— BEGIN DATA SECTION —

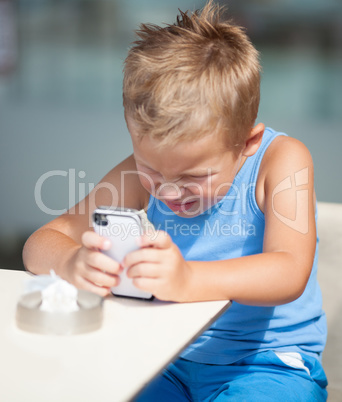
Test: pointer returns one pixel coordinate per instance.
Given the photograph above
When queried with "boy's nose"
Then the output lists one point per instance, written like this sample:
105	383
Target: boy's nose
170	191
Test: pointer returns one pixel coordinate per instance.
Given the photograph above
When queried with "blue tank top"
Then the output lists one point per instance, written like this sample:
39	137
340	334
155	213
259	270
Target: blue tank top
232	228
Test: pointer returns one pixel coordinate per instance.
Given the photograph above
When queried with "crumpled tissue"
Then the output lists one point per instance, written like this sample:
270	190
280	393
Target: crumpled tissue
57	294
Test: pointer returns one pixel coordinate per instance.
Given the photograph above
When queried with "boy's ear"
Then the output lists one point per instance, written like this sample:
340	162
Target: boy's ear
254	140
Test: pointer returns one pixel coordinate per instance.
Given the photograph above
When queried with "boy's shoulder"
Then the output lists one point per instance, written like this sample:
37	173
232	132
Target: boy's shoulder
286	161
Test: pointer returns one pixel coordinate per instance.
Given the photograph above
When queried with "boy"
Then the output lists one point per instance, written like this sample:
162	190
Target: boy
234	208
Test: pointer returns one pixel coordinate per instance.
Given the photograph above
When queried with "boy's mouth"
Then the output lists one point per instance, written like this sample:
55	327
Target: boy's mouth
179	206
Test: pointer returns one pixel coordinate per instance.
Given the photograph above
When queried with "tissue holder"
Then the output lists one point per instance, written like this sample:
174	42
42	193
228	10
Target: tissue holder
87	318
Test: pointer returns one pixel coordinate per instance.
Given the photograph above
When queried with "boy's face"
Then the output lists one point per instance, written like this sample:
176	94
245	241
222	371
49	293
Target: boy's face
189	177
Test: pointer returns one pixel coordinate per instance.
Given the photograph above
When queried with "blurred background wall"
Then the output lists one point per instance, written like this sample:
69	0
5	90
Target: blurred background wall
61	115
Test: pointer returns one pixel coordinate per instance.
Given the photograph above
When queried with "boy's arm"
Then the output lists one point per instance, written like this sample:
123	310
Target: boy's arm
279	275
68	244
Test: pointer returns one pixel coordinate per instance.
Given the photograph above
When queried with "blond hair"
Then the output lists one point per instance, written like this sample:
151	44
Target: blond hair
198	76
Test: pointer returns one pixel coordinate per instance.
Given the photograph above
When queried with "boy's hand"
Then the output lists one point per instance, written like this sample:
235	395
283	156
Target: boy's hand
90	269
159	268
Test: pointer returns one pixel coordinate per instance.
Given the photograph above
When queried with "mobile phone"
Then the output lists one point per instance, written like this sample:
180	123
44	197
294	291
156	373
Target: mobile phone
123	227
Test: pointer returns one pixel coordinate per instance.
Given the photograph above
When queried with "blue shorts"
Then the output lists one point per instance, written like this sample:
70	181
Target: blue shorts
261	377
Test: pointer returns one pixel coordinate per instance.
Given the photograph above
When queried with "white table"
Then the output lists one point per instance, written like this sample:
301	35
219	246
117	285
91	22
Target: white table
136	341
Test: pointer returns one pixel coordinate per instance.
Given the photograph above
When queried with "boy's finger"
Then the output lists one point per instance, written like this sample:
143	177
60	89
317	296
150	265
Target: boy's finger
160	239
95	241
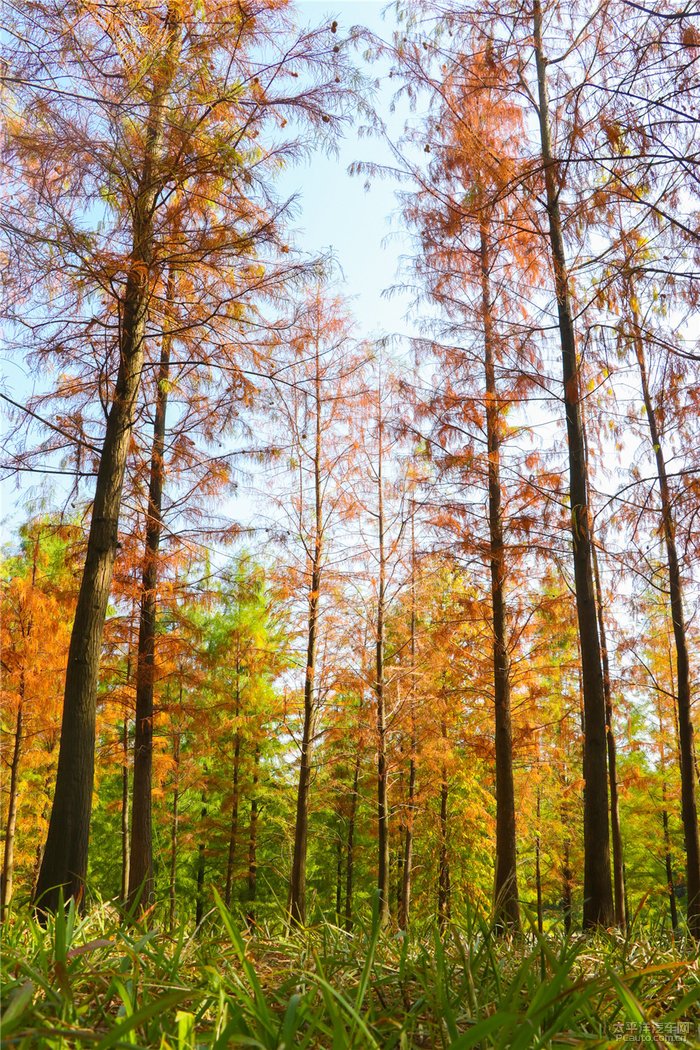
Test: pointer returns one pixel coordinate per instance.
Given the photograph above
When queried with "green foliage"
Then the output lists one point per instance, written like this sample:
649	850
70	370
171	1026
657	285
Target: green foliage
93	982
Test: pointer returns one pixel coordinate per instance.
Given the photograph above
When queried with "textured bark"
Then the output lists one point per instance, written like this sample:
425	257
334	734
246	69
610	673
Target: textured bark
125	807
174	819
618	859
298	883
252	844
506	906
683	701
443	867
233	831
8	856
64	863
141	863
382	768
202	865
597	886
404	905
538	864
349	846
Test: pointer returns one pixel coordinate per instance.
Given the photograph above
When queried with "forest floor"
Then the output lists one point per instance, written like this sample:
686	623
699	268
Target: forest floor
94	981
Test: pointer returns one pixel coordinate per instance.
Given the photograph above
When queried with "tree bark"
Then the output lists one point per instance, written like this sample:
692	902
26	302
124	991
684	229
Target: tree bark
443	869
404	908
173	833
597	886
8	856
64	864
298	883
382	771
685	729
349	847
125	806
252	844
233	832
141	863
618	858
506	907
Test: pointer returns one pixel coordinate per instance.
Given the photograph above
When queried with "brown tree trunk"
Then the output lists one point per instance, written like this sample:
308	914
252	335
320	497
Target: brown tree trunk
8	856
538	864
202	864
233	832
404	909
382	770
443	869
174	819
64	863
349	847
618	859
685	730
298	883
505	906
125	807
141	862
252	844
597	886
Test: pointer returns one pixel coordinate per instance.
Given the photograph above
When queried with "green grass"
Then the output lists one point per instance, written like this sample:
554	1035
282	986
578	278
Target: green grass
96	982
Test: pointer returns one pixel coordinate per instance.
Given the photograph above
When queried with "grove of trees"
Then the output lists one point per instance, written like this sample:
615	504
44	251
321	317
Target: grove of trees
443	655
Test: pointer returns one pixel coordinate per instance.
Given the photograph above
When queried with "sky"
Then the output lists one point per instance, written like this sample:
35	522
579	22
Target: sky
337	212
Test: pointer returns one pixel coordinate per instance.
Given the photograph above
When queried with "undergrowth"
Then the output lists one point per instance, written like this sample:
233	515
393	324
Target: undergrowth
96	981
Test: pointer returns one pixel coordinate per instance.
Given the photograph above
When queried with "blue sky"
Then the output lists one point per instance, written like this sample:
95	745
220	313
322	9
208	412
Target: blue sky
337	212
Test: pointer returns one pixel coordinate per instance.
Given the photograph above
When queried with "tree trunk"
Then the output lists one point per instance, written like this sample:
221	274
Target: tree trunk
233	833
618	860
404	909
443	870
669	862
173	833
125	807
382	771
537	864
252	845
298	883
202	863
349	848
505	906
685	730
597	886
8	857
64	864
141	864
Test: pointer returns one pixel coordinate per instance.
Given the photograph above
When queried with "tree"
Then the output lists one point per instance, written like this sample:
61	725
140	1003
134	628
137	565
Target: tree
101	169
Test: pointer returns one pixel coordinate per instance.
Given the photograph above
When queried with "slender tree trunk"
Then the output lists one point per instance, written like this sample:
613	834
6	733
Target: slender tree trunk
64	864
174	820
618	859
443	870
349	847
664	818
298	883
382	770
8	856
141	864
252	844
404	910
125	806
233	832
669	862
685	730
506	905
537	863
339	872
597	886
202	864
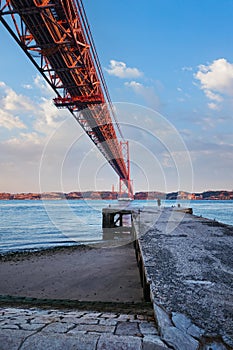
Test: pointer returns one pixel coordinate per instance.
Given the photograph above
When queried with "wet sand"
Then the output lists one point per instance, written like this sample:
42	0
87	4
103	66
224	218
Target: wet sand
75	273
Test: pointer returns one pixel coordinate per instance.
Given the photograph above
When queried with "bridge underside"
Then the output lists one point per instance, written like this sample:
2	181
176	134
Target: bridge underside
56	37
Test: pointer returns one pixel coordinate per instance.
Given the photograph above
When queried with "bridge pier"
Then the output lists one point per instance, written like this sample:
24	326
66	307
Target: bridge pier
113	217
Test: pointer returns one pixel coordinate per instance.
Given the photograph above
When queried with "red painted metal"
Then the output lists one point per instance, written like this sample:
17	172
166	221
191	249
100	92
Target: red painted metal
56	37
126	187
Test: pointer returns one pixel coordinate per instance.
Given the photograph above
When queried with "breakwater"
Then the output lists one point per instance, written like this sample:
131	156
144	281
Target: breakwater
185	265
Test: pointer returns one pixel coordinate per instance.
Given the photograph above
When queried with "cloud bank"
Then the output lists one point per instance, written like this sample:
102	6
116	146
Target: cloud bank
216	81
119	69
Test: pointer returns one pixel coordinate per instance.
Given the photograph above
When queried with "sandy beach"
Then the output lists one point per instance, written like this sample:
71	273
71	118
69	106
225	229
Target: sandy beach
76	273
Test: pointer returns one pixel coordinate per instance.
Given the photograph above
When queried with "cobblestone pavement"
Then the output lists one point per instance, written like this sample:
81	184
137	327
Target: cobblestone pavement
22	329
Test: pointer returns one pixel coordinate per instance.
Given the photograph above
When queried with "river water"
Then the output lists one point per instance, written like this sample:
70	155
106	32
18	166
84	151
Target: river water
26	225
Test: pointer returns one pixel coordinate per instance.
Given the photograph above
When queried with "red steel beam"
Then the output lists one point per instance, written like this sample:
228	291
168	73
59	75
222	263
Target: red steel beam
55	35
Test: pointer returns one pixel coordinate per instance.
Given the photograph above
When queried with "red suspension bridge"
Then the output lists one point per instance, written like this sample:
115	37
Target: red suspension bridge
56	37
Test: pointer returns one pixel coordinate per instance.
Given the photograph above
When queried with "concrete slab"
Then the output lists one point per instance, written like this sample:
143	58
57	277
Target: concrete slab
189	263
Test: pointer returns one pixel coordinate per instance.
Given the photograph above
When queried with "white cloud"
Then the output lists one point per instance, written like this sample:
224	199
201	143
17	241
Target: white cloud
27	86
10	121
147	92
216	80
120	70
188	69
213	106
12	101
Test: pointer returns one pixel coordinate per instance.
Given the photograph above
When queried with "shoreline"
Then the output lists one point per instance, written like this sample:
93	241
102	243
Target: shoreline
74	273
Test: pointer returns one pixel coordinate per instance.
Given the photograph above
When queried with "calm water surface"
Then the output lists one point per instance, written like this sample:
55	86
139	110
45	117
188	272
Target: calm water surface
37	224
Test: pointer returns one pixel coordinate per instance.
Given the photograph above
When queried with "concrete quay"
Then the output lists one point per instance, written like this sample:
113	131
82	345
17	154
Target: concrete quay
26	329
186	270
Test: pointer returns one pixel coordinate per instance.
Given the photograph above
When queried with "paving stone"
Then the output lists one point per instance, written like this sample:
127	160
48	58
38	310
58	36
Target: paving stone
181	321
228	340
108	322
41	341
148	328
123	317
45	319
153	343
162	318
178	339
195	331
10	326
93	328
114	342
214	346
83	320
92	315
109	315
11	339
58	327
76	314
31	326
127	328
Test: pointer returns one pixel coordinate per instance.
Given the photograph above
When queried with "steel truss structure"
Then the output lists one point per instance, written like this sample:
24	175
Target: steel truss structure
56	37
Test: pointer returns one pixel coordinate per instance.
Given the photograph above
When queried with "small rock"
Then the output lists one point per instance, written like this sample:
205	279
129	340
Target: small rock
214	346
178	339
162	318
181	321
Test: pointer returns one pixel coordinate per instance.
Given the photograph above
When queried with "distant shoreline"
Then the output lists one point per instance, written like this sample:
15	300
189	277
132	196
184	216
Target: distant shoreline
107	195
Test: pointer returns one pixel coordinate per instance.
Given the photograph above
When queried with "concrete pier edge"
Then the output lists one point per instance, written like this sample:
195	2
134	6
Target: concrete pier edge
175	329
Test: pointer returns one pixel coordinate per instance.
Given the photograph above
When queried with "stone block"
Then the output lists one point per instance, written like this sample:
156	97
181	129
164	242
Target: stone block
58	327
114	342
178	339
93	328
11	339
58	341
127	328
148	328
153	342
162	318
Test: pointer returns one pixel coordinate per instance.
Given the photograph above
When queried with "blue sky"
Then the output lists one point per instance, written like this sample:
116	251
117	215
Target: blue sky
175	57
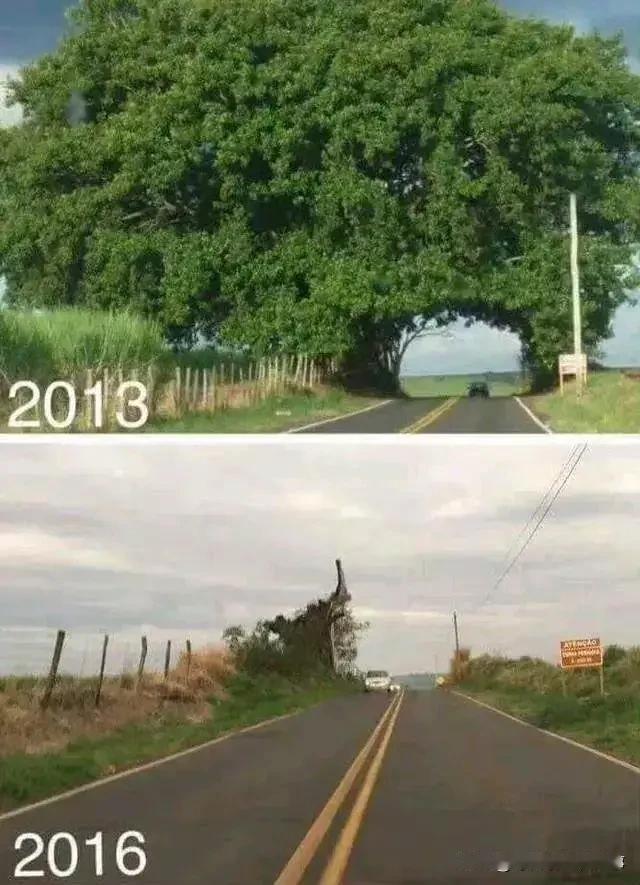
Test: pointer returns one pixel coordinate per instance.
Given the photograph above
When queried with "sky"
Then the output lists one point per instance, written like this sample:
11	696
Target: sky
135	537
32	27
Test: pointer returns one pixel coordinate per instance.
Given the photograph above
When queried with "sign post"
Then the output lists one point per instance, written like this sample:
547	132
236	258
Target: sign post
572	364
576	654
575	290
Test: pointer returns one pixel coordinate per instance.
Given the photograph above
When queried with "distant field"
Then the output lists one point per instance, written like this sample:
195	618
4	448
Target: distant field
500	384
610	404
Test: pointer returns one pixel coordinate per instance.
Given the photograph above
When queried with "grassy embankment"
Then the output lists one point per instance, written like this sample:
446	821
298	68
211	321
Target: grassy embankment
67	344
43	753
500	384
609	404
532	690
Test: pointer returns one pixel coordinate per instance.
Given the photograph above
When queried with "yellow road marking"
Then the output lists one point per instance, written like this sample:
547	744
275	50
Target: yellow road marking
337	865
430	417
304	853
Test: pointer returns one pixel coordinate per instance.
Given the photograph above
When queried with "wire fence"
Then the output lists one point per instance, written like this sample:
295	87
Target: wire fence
44	658
107	398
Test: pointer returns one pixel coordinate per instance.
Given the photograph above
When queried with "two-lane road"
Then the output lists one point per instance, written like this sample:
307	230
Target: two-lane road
447	791
437	415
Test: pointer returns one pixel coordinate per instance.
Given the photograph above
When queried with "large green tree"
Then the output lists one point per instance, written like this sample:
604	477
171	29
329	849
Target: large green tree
326	176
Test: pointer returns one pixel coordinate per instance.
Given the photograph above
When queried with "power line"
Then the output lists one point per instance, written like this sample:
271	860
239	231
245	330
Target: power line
505	572
541	503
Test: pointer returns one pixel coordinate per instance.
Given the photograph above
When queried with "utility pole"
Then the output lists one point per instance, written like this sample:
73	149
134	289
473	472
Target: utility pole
457	657
455	628
575	291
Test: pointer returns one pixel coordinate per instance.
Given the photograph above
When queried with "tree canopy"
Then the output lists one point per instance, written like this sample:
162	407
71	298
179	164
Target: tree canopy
322	175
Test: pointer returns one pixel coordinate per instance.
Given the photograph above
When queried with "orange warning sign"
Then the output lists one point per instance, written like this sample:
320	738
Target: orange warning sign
580	653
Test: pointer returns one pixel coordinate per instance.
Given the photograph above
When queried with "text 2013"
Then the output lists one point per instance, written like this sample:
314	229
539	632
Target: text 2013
60	405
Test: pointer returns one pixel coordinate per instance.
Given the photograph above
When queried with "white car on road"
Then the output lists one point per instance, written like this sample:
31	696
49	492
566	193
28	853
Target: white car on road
377	680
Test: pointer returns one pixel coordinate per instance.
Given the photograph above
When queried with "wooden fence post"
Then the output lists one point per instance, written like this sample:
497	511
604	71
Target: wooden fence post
143	658
205	392
187	387
188	660
214	388
53	671
105	643
178	391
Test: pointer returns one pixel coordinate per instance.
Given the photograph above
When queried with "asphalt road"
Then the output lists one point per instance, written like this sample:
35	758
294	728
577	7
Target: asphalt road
459	790
437	415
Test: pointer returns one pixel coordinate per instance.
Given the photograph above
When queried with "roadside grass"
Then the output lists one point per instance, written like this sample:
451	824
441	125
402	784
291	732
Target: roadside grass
500	384
610	404
277	413
26	778
532	690
60	344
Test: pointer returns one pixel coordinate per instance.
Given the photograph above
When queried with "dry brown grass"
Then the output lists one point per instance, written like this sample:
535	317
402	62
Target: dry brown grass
459	665
26	728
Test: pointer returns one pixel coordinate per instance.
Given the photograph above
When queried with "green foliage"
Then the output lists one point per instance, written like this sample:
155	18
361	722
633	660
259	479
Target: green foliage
533	688
311	176
319	640
59	344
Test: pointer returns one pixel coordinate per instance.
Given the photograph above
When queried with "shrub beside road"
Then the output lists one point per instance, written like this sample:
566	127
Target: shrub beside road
610	404
279	667
532	690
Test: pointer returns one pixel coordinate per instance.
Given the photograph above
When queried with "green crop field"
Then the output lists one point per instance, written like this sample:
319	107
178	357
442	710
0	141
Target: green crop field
500	384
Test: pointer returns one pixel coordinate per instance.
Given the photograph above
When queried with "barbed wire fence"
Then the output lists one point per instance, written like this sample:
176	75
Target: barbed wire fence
43	659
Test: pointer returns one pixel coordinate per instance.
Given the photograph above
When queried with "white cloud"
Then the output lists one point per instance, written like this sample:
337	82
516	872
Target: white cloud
9	116
34	546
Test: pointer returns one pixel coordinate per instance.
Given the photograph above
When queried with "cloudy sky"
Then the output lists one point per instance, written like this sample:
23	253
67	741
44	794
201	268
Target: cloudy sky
142	537
32	27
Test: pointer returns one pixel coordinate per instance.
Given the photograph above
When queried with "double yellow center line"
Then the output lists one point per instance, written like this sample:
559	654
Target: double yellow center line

— END DATA SECTION —

**SHORT TASK**
Display each line of the records above that contains the word "holder", treating uppercase and lowercase letters as distinct.

**COMPLETED EXERCISE**
When queried with "tissue holder"
Target: tissue holder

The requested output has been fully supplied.